▶ _Document extract_
By Ed McDevitt, Class of 2010

In Shakespeare’s “Much Ado About Nothing”, a character utters these words: “Comparisons are odorous”. I offer the following essay titled: Odorous Comparisons

An architect who is a Facebook friend recently posted an excellent photo of the Lincoln Tower on his page. The responses were, of course, quite laudatory of the photo. But the commentary was far too reminiscent of the “things-were-so-much-better-in-the-good-old-days” stuff that I remember from my youth. It bespoke a reflexive pining for the past that selectively remembers and uses that recollection to bemoan the present.

I do love the Lincoln Tower. Let me not diminish its beauty. But there’s not much to love about disparaging the architecture of our times as these responders did: “When I took the river tour boat a few years ago, I honestly became depressed over all the new buildings sheathed in glass,” and, “A confusion of solid and void, of object and definer of space, and most of all the relationships of scale…’, and, “Too much unbalanced design work. There is a loss of the sense of what a building can be for people.”

▶ _Entries_

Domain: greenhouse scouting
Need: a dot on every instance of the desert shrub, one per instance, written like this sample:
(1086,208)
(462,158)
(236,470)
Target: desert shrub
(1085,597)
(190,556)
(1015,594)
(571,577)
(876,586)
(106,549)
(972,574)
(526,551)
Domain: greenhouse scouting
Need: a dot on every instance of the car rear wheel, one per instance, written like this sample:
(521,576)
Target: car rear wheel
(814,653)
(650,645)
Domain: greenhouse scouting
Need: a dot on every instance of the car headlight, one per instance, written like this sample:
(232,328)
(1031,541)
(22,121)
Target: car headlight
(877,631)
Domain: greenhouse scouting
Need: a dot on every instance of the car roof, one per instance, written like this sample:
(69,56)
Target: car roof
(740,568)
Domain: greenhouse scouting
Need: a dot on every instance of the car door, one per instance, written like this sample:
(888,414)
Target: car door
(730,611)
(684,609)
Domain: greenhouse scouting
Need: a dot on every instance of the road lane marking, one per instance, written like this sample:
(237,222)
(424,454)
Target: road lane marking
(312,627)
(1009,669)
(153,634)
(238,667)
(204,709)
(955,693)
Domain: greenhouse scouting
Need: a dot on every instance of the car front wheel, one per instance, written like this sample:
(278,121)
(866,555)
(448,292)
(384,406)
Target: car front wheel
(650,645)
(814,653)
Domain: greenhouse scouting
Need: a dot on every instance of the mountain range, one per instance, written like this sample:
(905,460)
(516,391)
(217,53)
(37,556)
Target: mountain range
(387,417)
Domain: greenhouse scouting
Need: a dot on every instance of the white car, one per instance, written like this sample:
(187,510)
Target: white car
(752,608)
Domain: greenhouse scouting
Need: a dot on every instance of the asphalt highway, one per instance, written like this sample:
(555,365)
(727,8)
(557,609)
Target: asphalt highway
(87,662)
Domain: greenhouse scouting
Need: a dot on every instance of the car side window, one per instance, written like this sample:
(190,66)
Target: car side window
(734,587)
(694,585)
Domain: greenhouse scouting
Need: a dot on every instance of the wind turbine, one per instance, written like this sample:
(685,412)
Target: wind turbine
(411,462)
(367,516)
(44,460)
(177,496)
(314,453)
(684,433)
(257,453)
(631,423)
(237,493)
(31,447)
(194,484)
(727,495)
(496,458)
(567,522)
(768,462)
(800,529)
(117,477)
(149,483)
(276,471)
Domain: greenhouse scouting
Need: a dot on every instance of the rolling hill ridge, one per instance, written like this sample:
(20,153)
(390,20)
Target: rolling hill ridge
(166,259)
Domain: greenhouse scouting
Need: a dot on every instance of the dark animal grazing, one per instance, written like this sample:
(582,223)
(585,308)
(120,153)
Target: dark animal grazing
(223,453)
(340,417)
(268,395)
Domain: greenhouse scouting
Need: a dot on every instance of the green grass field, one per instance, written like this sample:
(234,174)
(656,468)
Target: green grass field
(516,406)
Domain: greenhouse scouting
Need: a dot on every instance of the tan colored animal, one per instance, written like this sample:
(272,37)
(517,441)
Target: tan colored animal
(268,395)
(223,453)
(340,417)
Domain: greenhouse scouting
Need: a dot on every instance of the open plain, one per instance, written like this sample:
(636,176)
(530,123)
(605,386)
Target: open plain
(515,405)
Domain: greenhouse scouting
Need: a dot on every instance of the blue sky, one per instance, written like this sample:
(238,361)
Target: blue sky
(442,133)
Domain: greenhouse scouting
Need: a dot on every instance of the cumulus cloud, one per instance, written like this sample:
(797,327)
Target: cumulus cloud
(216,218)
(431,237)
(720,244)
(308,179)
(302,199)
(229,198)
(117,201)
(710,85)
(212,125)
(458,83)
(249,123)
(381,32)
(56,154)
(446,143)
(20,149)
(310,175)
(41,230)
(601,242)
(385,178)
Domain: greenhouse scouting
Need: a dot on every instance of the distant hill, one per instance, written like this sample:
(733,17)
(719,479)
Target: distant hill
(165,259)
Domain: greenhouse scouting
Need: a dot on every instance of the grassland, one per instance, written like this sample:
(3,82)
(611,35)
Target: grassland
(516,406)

▶ _Instructions for the task_
Return the part of the Lincoln Tower essay that begins at the words "An architect who" and stops after the words "bemoan the present.", copying it word for word.

▶ _Response to the exercise_
An architect who is a Facebook friend recently posted an excellent photo of the Lincoln Tower on his page. The responses were, of course, quite laudatory of the photo. But the commentary was far too reminiscent of the “things-were-so-much-better-in-the-good-old-days” stuff that I remember from my youth. It bespoke a reflexive pining for the past that selectively remembers and uses that recollection to bemoan the present.